▶ [Task description]: State how many lines in the rows below contain the string "blanket", and reply with the number alone.

▶ [Records supplied]:

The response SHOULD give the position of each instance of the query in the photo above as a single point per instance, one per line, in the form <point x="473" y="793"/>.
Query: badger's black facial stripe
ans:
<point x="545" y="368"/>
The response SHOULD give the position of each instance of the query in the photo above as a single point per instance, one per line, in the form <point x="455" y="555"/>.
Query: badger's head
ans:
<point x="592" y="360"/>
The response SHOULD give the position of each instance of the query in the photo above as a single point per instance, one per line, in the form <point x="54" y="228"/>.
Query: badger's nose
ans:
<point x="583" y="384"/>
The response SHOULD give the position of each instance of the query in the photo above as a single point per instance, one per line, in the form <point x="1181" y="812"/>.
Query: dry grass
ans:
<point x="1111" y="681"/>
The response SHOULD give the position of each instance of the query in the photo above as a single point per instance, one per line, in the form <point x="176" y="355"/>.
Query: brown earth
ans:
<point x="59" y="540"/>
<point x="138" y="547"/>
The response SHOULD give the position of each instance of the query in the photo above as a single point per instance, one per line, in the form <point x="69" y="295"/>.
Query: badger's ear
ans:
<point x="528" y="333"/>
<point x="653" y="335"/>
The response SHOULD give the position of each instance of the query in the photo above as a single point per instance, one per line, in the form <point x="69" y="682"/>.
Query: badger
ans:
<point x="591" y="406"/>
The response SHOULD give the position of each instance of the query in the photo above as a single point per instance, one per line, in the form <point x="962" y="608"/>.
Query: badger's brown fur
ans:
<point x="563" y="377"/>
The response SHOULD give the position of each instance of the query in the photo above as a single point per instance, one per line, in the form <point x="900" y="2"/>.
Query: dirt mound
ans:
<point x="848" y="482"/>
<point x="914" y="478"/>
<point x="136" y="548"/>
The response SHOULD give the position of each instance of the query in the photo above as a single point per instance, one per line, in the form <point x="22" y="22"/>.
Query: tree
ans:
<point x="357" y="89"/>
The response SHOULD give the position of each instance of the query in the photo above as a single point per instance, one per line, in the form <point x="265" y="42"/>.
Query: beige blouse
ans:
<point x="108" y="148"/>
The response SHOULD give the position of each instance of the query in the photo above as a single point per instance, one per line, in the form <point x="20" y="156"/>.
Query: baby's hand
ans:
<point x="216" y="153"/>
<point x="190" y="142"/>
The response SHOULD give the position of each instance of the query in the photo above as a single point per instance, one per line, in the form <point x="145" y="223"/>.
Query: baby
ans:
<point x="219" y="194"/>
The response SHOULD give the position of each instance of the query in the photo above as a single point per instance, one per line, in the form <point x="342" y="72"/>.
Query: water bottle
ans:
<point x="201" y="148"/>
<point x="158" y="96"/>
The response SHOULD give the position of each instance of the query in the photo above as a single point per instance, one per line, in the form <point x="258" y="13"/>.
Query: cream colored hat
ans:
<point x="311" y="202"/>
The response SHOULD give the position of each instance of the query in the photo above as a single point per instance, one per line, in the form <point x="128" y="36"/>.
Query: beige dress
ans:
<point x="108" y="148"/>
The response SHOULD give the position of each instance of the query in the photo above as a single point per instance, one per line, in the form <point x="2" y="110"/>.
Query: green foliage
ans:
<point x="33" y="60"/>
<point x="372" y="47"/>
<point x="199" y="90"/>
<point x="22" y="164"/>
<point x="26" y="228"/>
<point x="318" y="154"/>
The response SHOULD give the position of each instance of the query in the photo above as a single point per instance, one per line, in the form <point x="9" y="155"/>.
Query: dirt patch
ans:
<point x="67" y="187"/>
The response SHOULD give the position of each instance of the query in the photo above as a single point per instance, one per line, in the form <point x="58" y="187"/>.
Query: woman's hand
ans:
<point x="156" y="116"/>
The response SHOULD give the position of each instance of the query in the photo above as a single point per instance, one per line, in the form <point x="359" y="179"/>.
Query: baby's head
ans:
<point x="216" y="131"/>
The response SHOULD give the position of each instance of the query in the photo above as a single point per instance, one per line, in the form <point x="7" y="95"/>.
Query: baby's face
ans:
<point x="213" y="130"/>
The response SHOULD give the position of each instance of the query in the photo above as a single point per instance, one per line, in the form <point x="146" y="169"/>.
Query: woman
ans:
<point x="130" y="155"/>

...

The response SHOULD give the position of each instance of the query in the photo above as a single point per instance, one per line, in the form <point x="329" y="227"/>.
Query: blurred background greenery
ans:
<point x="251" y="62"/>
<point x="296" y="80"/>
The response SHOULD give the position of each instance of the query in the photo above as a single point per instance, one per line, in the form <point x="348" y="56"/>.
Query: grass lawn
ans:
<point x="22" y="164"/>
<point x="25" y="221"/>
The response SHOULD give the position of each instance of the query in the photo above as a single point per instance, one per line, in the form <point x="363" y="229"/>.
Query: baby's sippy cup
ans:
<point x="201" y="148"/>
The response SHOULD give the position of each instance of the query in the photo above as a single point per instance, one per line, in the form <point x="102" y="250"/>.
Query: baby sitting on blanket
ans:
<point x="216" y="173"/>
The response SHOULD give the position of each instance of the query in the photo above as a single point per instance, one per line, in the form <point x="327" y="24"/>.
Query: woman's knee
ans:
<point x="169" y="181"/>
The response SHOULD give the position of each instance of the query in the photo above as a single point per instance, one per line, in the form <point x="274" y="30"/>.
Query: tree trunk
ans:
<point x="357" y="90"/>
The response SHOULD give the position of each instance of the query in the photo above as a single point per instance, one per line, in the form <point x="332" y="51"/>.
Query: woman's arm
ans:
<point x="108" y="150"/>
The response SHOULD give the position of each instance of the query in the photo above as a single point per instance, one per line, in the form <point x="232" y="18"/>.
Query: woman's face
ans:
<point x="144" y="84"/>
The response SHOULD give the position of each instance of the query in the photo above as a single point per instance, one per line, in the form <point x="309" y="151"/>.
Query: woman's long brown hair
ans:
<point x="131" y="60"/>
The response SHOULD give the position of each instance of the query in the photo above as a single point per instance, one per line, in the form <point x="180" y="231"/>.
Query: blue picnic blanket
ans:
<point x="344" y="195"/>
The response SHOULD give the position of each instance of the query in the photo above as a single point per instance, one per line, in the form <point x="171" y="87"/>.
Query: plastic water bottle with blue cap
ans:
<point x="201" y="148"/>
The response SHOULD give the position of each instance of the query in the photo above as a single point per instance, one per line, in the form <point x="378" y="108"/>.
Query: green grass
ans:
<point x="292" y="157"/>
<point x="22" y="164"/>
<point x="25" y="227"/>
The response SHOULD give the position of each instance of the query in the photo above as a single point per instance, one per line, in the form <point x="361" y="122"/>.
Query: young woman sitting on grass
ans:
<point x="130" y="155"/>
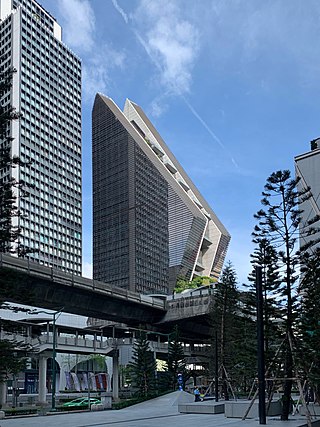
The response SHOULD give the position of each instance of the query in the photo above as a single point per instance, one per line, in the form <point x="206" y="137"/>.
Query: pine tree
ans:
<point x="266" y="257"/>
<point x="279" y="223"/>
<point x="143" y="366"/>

▶ [Output for this exercise]: 2